(Instruction)
Change "content area" to "subject area" in the passage on course interactions, and give the section that opens with the words containing "B. Discuss of the" and closes with "will be working.".

[START Article]

B. Discuss of the types of interactions that are most often used in the content area for which you expect to design instruction. Be sure to explain the content area, the types of students and types of objectives with which you will be working.

As the courses I will be designing do not involve an instructor, the Learner-Instructor interactions will be conspicuously absent.  In addition, there are difficulties with enabling Learner-Learner interactions within the courses I will be designing.  While I would love to engender a community of inquiry with participants dedicated to sharing and enhancing their training and education, the fear that such an open forum could become an off-topic “gripe space” is all too real.  As such, the positive benefits of having a shared learning space are greatly outweighed by the negative potential for unfavorable comments.  Just one unfavorable comment (posted by a customer inappropriately using the space to express dissatisfaction) has the potential to sour the attitudes of every visitor that sees the comment.  For our organization, our relationships with the learners (our distributors) are key to our business.  This means that removing any comment could cause a good customer to feel slighted, thus chasing our customer into the waiting arms of one of our competitors.

[END Article]
[START Supplied records]

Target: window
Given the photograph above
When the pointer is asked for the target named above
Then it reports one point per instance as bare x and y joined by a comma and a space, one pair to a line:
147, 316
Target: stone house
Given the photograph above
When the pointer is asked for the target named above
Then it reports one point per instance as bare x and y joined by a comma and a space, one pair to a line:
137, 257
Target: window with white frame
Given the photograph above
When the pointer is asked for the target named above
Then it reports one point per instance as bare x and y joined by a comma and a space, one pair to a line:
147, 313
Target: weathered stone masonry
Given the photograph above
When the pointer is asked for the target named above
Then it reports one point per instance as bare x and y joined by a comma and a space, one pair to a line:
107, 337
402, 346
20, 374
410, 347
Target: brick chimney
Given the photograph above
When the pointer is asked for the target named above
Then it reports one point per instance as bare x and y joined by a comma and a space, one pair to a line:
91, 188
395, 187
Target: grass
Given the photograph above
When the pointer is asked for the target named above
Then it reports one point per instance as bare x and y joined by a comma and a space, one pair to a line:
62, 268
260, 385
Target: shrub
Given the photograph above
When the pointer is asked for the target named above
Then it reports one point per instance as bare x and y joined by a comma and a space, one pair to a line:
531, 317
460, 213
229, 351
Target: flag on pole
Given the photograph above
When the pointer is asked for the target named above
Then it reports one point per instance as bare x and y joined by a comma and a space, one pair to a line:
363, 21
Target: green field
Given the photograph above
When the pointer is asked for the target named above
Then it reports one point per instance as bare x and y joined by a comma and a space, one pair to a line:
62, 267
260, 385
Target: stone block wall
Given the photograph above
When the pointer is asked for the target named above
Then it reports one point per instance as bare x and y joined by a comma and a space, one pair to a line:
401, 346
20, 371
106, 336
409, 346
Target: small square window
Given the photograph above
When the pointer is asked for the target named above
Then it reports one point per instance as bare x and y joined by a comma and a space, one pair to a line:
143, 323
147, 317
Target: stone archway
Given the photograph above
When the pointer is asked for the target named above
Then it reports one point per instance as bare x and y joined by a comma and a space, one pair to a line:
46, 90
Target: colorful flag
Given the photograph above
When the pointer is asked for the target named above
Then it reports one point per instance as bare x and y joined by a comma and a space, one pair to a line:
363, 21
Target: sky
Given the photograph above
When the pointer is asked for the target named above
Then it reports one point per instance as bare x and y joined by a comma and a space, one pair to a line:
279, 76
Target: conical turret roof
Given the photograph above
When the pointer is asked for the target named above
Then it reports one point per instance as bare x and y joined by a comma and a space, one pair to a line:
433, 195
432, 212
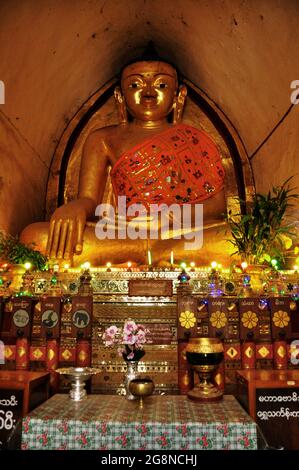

[END Supplied records]

(Task result)
B. Discuss of the types of interactions that are most often used in the subject area for which you expect to design instruction. Be sure to explain the subject area, the types of students and types of objectives with which you will be working.